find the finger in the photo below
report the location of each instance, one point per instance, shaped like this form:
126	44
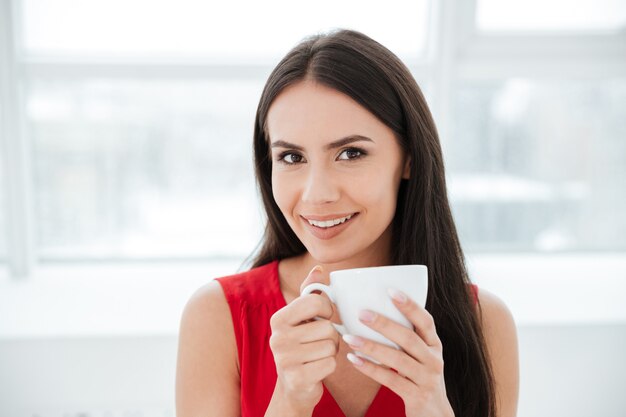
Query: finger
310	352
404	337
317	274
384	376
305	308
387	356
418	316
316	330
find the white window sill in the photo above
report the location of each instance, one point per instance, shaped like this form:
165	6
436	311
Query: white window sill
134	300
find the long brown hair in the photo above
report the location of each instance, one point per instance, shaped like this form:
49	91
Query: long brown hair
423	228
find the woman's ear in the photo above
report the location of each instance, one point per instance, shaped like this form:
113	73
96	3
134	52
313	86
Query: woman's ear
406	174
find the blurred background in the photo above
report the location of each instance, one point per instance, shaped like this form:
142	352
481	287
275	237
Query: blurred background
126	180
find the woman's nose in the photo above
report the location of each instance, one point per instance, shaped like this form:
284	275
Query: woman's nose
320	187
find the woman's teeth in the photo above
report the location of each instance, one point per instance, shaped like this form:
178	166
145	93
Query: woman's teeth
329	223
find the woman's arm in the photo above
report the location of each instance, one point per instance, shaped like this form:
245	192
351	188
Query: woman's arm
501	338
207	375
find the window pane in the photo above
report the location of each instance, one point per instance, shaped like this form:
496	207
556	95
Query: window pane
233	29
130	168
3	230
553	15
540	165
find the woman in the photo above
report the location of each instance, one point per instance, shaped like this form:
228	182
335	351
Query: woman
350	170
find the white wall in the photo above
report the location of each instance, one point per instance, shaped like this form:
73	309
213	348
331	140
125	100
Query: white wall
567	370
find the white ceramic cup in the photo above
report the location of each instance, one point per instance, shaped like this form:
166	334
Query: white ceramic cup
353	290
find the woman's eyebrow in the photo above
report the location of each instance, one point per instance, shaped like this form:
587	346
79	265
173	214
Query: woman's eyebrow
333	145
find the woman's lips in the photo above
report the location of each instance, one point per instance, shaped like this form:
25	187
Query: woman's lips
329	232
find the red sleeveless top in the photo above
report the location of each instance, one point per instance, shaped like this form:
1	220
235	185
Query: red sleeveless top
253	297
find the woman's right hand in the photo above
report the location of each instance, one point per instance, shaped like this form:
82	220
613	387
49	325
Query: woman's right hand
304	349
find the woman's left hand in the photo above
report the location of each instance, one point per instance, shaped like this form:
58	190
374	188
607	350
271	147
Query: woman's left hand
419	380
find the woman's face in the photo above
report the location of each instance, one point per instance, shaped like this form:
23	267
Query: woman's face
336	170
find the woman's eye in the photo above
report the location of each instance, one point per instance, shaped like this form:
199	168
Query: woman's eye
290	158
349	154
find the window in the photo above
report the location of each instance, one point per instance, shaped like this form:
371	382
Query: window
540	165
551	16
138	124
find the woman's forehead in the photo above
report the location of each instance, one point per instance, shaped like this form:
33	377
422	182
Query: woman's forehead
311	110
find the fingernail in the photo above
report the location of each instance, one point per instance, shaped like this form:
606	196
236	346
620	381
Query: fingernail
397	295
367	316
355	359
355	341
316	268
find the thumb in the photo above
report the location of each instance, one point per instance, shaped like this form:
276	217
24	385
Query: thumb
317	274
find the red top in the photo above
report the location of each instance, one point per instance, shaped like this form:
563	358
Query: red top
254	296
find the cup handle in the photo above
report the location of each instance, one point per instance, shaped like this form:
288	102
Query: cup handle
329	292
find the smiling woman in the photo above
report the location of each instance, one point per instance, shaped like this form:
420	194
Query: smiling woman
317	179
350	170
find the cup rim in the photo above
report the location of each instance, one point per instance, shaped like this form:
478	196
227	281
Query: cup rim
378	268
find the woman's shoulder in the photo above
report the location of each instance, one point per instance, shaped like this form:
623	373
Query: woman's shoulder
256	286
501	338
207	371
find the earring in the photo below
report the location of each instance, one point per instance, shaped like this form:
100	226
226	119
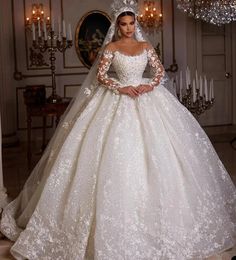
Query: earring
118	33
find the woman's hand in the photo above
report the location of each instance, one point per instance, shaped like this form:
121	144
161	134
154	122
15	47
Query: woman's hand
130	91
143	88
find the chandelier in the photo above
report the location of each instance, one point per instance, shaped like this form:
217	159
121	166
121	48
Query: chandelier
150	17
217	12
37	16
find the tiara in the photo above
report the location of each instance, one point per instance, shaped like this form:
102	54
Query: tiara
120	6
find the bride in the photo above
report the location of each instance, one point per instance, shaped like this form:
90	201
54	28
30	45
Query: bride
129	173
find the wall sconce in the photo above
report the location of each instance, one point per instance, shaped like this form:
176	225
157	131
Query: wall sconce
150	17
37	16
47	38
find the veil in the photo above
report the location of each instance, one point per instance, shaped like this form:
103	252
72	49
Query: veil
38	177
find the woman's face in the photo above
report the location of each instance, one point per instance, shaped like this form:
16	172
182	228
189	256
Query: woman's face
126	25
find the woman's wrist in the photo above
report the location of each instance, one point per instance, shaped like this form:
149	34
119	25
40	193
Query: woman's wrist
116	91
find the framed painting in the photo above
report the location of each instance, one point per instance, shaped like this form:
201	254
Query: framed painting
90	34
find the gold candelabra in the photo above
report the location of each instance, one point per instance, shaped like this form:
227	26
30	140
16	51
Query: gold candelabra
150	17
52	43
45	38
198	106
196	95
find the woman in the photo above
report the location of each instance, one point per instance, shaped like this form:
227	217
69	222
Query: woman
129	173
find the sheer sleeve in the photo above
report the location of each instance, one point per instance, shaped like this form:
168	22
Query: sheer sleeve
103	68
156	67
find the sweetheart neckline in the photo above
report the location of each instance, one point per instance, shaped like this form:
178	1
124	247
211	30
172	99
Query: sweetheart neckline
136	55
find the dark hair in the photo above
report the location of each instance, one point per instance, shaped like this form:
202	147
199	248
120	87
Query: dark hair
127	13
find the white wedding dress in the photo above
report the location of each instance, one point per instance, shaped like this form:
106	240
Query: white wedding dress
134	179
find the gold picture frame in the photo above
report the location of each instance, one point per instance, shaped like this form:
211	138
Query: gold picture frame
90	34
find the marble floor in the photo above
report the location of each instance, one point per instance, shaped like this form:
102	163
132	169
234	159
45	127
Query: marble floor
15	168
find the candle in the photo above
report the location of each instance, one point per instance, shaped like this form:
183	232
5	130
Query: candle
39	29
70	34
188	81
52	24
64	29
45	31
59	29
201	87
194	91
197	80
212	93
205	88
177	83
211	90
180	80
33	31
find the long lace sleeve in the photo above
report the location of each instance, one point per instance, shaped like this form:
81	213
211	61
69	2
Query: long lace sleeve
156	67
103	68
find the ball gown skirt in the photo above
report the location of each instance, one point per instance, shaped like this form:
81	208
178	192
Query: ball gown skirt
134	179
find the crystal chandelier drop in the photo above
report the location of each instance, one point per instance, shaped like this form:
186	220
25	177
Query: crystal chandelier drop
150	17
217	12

> WHAT YOU WILL DO
Filter the listing for the word "below" and copy every line that holds it.

> SOLUTION TO THE PROBLEM
find the finger in the photo below
find the earring in the photo below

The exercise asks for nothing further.